Records provided:
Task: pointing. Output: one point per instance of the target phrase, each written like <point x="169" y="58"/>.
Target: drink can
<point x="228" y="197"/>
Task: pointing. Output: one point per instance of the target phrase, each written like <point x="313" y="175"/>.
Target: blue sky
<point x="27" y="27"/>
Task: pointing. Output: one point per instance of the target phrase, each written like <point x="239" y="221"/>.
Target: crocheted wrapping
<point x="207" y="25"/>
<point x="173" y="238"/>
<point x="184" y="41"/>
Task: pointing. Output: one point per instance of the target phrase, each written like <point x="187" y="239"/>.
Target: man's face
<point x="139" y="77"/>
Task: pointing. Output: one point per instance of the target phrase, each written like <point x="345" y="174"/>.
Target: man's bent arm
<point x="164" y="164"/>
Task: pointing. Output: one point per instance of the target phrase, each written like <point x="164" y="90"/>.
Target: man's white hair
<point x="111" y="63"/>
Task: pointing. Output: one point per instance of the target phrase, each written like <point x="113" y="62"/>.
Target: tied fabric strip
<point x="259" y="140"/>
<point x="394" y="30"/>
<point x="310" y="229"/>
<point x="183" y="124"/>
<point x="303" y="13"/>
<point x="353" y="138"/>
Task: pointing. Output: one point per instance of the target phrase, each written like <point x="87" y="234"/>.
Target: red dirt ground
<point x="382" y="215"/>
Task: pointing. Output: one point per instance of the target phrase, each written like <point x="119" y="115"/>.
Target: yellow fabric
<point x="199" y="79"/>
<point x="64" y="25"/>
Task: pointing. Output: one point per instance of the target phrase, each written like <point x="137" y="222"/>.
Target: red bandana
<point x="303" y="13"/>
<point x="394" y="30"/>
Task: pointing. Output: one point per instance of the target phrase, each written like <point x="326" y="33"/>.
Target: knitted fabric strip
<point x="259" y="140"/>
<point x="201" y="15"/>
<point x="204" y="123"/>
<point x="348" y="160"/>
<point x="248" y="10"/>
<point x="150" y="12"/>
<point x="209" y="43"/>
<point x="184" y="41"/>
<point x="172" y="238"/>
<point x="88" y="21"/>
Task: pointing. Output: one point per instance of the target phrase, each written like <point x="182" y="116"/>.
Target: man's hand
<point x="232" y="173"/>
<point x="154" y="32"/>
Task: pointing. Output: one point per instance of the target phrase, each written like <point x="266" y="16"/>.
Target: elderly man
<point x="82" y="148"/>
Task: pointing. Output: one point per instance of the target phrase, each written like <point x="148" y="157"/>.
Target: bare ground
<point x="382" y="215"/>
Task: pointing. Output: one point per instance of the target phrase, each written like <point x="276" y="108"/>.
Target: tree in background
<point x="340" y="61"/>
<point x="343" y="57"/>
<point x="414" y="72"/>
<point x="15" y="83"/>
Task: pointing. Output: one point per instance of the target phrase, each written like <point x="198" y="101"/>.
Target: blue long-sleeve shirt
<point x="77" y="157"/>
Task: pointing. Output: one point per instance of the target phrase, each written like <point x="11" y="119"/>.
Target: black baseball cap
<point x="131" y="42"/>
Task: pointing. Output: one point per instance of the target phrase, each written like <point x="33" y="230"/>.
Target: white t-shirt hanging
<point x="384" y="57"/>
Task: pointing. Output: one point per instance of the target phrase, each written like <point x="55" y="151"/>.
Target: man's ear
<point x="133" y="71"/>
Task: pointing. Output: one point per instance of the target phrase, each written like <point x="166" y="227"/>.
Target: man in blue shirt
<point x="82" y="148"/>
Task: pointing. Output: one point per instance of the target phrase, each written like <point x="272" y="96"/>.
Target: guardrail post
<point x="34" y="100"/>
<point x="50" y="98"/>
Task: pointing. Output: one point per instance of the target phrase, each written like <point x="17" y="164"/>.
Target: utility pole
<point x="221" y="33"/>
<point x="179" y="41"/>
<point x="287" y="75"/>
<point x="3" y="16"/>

Direction: Return the listing above in full, character for character.

Finished task:
Task: pointing. Output: one point per instance of the target phrase, each written like <point x="169" y="58"/>.
Target: drink can
<point x="228" y="197"/>
Task: pointing. Output: one point per instance of the target phrase, each written like <point x="313" y="175"/>.
Target: blue sky
<point x="27" y="27"/>
Task: pointing. Output: one point per instance of the target phrase, each written like <point x="239" y="221"/>.
Target: crocheted wrapping
<point x="207" y="25"/>
<point x="173" y="238"/>
<point x="184" y="41"/>
Task: pointing. Output: one point per instance of the target phrase, each written like <point x="187" y="239"/>.
Target: man's face
<point x="139" y="77"/>
Task: pointing. Output: one point per instance of the target phrase, each written like <point x="345" y="174"/>.
Target: man's bent arm
<point x="164" y="164"/>
Task: pointing. Output: one point per instance of the target phrase, each written like <point x="164" y="90"/>.
Target: man's white hair
<point x="111" y="63"/>
Task: pointing. Output: one point per instance of the target phrase, each written like <point x="113" y="62"/>.
Target: tied fabric strip
<point x="259" y="140"/>
<point x="394" y="30"/>
<point x="310" y="229"/>
<point x="183" y="124"/>
<point x="303" y="13"/>
<point x="353" y="138"/>
Task: pointing. Output: one point per instance of the target phrase, each written like <point x="87" y="234"/>.
Target: red dirt ground
<point x="382" y="215"/>
Task: pointing. Output: one point per instance of the target phrase, each written like <point x="119" y="115"/>.
Target: yellow fabric
<point x="199" y="79"/>
<point x="64" y="25"/>
Task: pointing. Output: one point per instance of the target phrase, each written like <point x="137" y="222"/>.
Target: red bandana
<point x="303" y="13"/>
<point x="394" y="30"/>
Task: pointing. Output: one point per instance of the target phrase, each written like <point x="326" y="33"/>.
Target: knitted fabric strip
<point x="259" y="140"/>
<point x="201" y="15"/>
<point x="204" y="123"/>
<point x="348" y="160"/>
<point x="248" y="10"/>
<point x="150" y="12"/>
<point x="209" y="43"/>
<point x="184" y="41"/>
<point x="172" y="238"/>
<point x="88" y="21"/>
Task: pointing. Output: one point per instance of the target phrase, each written like <point x="182" y="116"/>.
Target: man's hand
<point x="232" y="173"/>
<point x="154" y="32"/>
Task: pointing. Output: one point per instance of the target phrase, each written like <point x="266" y="16"/>.
Target: elderly man
<point x="82" y="148"/>
Task: pointing. Output: one point per instance of the target phrase, each written like <point x="148" y="157"/>.
Target: bare ground
<point x="382" y="215"/>
Task: pointing. Output: one point per instance of the target phrase, each written like <point x="276" y="108"/>.
Target: tree in background
<point x="340" y="61"/>
<point x="343" y="57"/>
<point x="414" y="72"/>
<point x="15" y="83"/>
Task: pointing. Output: one point per instance of the target phrase, each written like <point x="198" y="101"/>.
Target: blue long-sleeve shirt
<point x="77" y="157"/>
Task: pointing. Output: one point per instance of the target phrase, each written like <point x="11" y="119"/>.
Target: black baseball cap
<point x="131" y="42"/>
Task: pointing. Output: one point per instance of the target phrase, each written like <point x="33" y="230"/>.
Target: white t-shirt hanging
<point x="384" y="57"/>
Task: pointing. Output: one point per instance of the target phrase, each written like <point x="55" y="151"/>.
Target: man's ear
<point x="133" y="71"/>
Task: pointing. Output: one point per instance of the target phrase, each written like <point x="166" y="227"/>.
Target: man in blue shirt
<point x="82" y="148"/>
Task: pointing. Output: one point per instance of the target phrase, each written like <point x="272" y="96"/>.
Target: guardrail post
<point x="34" y="100"/>
<point x="50" y="98"/>
Task: pointing. Output: one point per instance of the target phrase, each written like <point x="17" y="164"/>.
Target: utility pole
<point x="221" y="33"/>
<point x="179" y="41"/>
<point x="287" y="75"/>
<point x="3" y="16"/>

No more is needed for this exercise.